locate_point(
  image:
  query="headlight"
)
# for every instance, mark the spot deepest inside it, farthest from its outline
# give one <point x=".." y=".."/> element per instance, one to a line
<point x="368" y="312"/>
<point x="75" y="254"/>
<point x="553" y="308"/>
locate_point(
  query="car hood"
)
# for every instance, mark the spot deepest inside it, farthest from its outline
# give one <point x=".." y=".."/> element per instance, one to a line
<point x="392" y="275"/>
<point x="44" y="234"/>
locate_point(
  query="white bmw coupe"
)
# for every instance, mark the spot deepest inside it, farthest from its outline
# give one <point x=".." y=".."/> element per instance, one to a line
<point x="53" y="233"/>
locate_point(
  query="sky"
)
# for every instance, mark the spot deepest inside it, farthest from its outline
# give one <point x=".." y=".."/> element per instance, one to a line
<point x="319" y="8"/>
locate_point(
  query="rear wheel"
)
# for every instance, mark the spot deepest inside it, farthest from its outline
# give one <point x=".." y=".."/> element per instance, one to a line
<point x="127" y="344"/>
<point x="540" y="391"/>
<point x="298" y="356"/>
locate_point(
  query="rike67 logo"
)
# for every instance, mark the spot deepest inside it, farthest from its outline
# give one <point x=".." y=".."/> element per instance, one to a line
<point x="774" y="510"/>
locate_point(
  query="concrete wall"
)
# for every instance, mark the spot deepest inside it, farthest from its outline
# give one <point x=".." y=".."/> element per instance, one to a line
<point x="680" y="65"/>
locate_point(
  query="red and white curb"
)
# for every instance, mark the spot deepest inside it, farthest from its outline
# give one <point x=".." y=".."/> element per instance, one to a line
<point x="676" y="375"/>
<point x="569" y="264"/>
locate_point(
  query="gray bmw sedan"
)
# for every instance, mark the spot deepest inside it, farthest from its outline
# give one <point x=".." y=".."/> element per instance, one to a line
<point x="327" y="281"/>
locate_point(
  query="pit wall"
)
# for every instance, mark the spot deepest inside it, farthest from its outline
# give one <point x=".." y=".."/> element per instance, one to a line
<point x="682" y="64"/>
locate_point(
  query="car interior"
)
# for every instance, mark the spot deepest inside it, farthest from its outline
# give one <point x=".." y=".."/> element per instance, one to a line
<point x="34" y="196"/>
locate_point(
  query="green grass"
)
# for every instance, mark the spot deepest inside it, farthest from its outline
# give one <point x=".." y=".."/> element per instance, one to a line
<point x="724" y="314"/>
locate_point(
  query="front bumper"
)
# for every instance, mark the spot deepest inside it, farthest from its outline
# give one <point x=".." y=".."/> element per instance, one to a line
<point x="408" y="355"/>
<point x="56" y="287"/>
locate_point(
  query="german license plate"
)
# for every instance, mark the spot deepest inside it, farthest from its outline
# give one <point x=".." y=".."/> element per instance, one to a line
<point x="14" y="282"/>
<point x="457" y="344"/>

◆ **AIM**
Your task is to quote the listing above word for word.

◆ **FULL ANSWER**
locate_point(
  image:
  query="headlight"
)
# for every instance, mark the spot deepest inside it, farthest from its outline
# give one <point x=".." y=".."/> element per instance, one to a line
<point x="368" y="312"/>
<point x="75" y="254"/>
<point x="553" y="308"/>
locate_point(
  query="car hood"
)
# for every instance, mark the spot deepest inside it, farthest from its outline
# give one <point x=".." y=".."/> element per instance, one to a line
<point x="392" y="275"/>
<point x="44" y="234"/>
locate_point(
  query="white bmw coupe"
)
# for every instance, mark the spot deepest inside it, farthest from its outline
# give one <point x=".." y=".."/> element per instance, one to a line
<point x="53" y="233"/>
locate_point(
  query="sky"
)
# for every instance, mark the spot deepest inside it, farthest from its outline
# give one <point x=".." y=".."/> element per instance, one to a line
<point x="319" y="8"/>
locate_point(
  query="rear wheel"
)
# for every instance, mark the spot deepest inside it, farthest from its outline
# give one <point x=".." y=".."/> element per instance, one to a line
<point x="127" y="344"/>
<point x="540" y="391"/>
<point x="298" y="356"/>
locate_point(
  query="rike67 logo"
)
# for every instance, mark the spot deepest inside it, farthest from its outline
# give one <point x=".." y=".."/> element per instance, one to a line
<point x="774" y="510"/>
locate_point(
  query="concrete wall"
)
# for every instance, mark the spot deepest inside it, farthest from its outline
# give one <point x=".." y=".."/> element per instance, one to a line
<point x="680" y="65"/>
locate_point(
  query="red and white curb"
)
# for every instance, mark the spot deepest inside it, farthest from its outline
# give one <point x=".." y=".."/> element per instance, one to a line
<point x="676" y="375"/>
<point x="569" y="264"/>
locate_point(
  query="gray bmw sedan"
)
# for every instance, mark the spot deepest inside it, farthest from its outline
# give one <point x=".." y=".."/> element per instance, one to a line
<point x="327" y="281"/>
locate_point(
  query="pit wall"
)
# for every instance, mark the spot deepest inside it, farthest from its outline
# give one <point x=".." y=".."/> element per instance, one to a line
<point x="682" y="64"/>
locate_point(
  query="car interior"
)
# for every instance, mark the spot deepest inside it, farthest from its outline
# give one <point x=".." y=".."/> element per instance, one to a line
<point x="34" y="196"/>
locate_point(
  query="green grass"
)
# for every instance, mark the spot deepest inside it, farthest from its outline
# give one <point x=".." y=".."/> element per instance, one to a line
<point x="724" y="314"/>
locate_point(
  query="front bumper"
)
# for every instance, mark the spot deepest inside it, farthest from its outline
# give one <point x=".." y=".."/> element per instance, one to a line
<point x="408" y="355"/>
<point x="56" y="287"/>
locate_point(
  query="german license plate"
)
# for every instance, mark the spot deepest inside it, farthest from its outline
# give one <point x=".." y=".."/> element per instance, one to a line
<point x="14" y="282"/>
<point x="457" y="344"/>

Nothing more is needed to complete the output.